Input data ->

++++++++++++++++++++

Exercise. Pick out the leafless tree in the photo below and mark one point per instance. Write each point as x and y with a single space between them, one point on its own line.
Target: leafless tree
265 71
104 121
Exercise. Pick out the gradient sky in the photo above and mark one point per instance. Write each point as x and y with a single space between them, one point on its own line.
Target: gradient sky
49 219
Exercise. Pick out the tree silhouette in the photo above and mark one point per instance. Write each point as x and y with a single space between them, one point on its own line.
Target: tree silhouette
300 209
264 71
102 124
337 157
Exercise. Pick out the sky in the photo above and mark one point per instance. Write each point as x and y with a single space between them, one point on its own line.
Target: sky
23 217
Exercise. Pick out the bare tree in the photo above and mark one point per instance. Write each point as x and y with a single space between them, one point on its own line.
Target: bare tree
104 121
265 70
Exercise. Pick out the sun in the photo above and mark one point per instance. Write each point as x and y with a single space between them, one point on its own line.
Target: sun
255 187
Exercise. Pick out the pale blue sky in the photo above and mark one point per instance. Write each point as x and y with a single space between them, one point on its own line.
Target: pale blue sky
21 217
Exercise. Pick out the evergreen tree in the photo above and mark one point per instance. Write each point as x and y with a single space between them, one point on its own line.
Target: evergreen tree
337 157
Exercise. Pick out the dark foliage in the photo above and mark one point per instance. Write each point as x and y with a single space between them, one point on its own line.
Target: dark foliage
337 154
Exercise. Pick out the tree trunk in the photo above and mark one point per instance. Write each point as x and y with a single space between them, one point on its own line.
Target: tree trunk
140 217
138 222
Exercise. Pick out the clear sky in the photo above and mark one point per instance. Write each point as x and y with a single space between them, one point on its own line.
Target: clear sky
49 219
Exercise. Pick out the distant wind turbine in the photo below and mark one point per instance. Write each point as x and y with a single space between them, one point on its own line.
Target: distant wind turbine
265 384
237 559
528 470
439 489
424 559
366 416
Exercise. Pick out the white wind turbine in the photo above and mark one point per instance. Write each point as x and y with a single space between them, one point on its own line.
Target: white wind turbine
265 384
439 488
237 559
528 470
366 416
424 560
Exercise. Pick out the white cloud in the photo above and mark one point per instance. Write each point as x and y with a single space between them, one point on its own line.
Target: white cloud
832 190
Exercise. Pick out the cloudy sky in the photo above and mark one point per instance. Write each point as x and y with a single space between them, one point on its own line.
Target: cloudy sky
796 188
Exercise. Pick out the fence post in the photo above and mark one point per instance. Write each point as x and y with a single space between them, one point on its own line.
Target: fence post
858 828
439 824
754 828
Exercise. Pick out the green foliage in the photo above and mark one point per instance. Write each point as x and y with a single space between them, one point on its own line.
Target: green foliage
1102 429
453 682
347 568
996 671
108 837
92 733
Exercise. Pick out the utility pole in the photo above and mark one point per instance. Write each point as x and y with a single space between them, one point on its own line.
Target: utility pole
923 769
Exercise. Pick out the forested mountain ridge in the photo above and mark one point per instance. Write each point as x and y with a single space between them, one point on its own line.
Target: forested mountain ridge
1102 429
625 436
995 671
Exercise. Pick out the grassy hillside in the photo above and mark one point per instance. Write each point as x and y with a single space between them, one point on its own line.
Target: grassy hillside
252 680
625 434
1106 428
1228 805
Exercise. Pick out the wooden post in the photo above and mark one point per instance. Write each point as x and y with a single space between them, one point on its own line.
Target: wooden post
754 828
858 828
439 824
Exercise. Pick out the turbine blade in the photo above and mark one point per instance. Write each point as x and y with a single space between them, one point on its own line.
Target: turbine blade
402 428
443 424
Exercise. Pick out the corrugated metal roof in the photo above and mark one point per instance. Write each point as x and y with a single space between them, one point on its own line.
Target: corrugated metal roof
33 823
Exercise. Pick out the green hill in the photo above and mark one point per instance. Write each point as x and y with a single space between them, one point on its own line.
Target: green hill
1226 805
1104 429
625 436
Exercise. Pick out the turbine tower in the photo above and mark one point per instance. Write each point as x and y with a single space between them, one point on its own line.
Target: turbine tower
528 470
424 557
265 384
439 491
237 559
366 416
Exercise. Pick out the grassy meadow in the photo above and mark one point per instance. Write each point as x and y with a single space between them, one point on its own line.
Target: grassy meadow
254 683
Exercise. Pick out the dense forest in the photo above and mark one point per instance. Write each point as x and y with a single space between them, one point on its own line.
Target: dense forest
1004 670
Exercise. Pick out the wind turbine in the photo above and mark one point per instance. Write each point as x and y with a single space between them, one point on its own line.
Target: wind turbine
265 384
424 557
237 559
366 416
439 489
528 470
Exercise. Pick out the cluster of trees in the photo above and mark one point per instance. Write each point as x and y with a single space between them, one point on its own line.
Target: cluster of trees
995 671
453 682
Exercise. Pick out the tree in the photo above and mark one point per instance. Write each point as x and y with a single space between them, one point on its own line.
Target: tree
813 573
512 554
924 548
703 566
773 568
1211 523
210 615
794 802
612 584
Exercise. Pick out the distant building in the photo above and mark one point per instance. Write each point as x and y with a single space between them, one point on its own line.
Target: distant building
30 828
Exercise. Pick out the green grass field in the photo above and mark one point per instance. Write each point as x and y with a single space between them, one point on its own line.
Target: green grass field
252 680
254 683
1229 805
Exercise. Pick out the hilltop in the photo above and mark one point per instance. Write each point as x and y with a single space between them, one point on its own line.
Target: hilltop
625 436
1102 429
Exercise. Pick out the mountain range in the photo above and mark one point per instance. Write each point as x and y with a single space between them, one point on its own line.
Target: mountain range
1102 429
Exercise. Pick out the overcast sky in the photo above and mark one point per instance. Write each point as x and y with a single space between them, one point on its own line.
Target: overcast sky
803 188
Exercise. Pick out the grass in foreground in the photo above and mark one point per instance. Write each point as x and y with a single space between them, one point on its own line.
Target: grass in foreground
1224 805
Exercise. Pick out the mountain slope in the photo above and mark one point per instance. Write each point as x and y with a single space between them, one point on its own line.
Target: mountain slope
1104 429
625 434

++++++++++++++++++++

Of the lines above, copy each that contains "below".

The answer ->
Exercise. Pick out the leafless tree in the photo below and mark one point per instance. Write each point as x and y with a single space between them, one point on its own line.
Exercise. Pick out the distant wind turbine in the photo below and mark one point per instance. Write each point as x and y with a single space between them, one point on its own line.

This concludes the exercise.